Required action: Output every entry exactly as it appears.

Source data:
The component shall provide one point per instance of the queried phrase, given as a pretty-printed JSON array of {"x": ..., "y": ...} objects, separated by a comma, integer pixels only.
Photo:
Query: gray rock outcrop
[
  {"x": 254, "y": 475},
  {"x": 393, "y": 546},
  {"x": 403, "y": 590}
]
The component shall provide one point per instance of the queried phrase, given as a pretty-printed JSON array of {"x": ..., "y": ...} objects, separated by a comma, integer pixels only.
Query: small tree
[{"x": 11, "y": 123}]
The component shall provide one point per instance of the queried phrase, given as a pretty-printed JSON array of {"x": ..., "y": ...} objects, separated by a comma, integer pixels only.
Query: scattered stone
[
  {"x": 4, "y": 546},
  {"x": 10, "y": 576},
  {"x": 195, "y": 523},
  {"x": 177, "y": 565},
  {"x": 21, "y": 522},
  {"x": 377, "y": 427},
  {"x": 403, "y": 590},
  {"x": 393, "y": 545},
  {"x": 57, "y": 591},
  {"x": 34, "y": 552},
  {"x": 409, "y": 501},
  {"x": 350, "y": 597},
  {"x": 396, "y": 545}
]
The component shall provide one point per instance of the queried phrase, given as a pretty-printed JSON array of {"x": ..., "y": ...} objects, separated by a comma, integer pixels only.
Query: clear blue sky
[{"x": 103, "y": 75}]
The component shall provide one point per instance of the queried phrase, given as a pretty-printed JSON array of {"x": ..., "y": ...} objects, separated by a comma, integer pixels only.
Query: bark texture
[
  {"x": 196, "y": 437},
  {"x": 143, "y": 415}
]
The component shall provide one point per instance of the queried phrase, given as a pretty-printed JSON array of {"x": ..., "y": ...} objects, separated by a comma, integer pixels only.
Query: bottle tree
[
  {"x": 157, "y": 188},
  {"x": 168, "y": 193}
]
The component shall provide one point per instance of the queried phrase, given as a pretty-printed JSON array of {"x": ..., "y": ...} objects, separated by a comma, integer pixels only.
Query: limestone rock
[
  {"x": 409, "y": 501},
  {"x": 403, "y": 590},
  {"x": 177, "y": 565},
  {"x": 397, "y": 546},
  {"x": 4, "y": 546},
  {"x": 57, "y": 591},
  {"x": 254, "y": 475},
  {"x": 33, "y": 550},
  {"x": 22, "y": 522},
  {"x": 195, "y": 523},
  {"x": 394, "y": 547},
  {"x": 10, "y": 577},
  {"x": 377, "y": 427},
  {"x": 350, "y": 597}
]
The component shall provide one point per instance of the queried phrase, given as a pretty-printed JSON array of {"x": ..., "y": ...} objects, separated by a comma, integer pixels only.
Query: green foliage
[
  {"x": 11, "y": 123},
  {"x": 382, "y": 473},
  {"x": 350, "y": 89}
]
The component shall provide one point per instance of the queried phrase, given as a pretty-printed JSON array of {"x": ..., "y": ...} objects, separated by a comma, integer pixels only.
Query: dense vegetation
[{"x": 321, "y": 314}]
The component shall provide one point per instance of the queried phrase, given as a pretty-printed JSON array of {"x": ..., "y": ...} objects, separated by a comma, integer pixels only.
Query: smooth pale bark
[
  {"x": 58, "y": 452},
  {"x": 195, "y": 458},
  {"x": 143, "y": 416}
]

Answer box:
The component shall provide one point per instance of the queried phrase, given as a pretty-printed JSON array of {"x": ..., "y": ...} objects, separated by a comma, integer pixels only.
Photo:
Query: gray rock outcrop
[
  {"x": 254, "y": 475},
  {"x": 393, "y": 546},
  {"x": 403, "y": 590}
]
The component shall provide one point per instance of the queried phrase, given as a pretty-printed JSON array of {"x": ..., "y": ...} objects, separated by a comma, integer pixels only.
Query: small tree
[{"x": 11, "y": 123}]
The component shall provide one point per instance of the queried phrase, given as a pretty-printed JSON array of {"x": ..., "y": ...} objects, separated by a comma, integer pixels only.
Query: scattered stone
[
  {"x": 4, "y": 546},
  {"x": 10, "y": 576},
  {"x": 195, "y": 523},
  {"x": 177, "y": 565},
  {"x": 21, "y": 522},
  {"x": 377, "y": 427},
  {"x": 403, "y": 590},
  {"x": 393, "y": 545},
  {"x": 57, "y": 591},
  {"x": 34, "y": 552},
  {"x": 409, "y": 501},
  {"x": 350, "y": 597},
  {"x": 396, "y": 545}
]
The component shall provide one point per instance of the queried phrase, given as a pretty-printed JSON array of {"x": ..., "y": ...} objects, separated by a comma, integer pixels only.
Query: clear blue sky
[{"x": 103, "y": 75}]
The component shall provide one point per instance of the queried phrase, given as a pretty-printed JSON array of {"x": ..., "y": ...} objects, separated by a comma, integer pixels only.
Query: bark texture
[
  {"x": 196, "y": 437},
  {"x": 143, "y": 415}
]
The component shall provide one point per instance of the queried phrase, given as a pretty-printed JSON array of {"x": ..., "y": ...} objects, separated by a comma, integer pixels only.
Query: bottle tree
[
  {"x": 157, "y": 188},
  {"x": 168, "y": 193}
]
The component shall provide one point per instance of the queried phrase, given as a pretty-printed JSON array of {"x": ..., "y": ...} objects, separated by a comma, integer pixels only.
Query: limestone rock
[
  {"x": 409, "y": 501},
  {"x": 403, "y": 590},
  {"x": 177, "y": 565},
  {"x": 397, "y": 546},
  {"x": 4, "y": 546},
  {"x": 57, "y": 591},
  {"x": 254, "y": 475},
  {"x": 33, "y": 550},
  {"x": 22, "y": 522},
  {"x": 195, "y": 523},
  {"x": 394, "y": 547},
  {"x": 10, "y": 577},
  {"x": 377, "y": 427},
  {"x": 350, "y": 597}
]
The component shall provide one point per instance of the queried phrase, given as a pretty-printed JSON array of {"x": ..., "y": ...} objects, separated by a comma, integer pixels only.
Query: green foliage
[
  {"x": 11, "y": 123},
  {"x": 382, "y": 473},
  {"x": 350, "y": 89}
]
The component shall provide one point per instance of the queried phrase, given as a pretty-printed JSON array of {"x": ..., "y": ...} objects, separated by a comma, integer pixels only.
Query: dense vegetation
[{"x": 321, "y": 314}]
The component shall provide one point per instance of the queried phrase, given as a pretty-printed JSON array of {"x": ..., "y": ...} objects, separated by a comma, integer pixels only.
Query: smooth pale bark
[
  {"x": 58, "y": 452},
  {"x": 195, "y": 458},
  {"x": 143, "y": 416}
]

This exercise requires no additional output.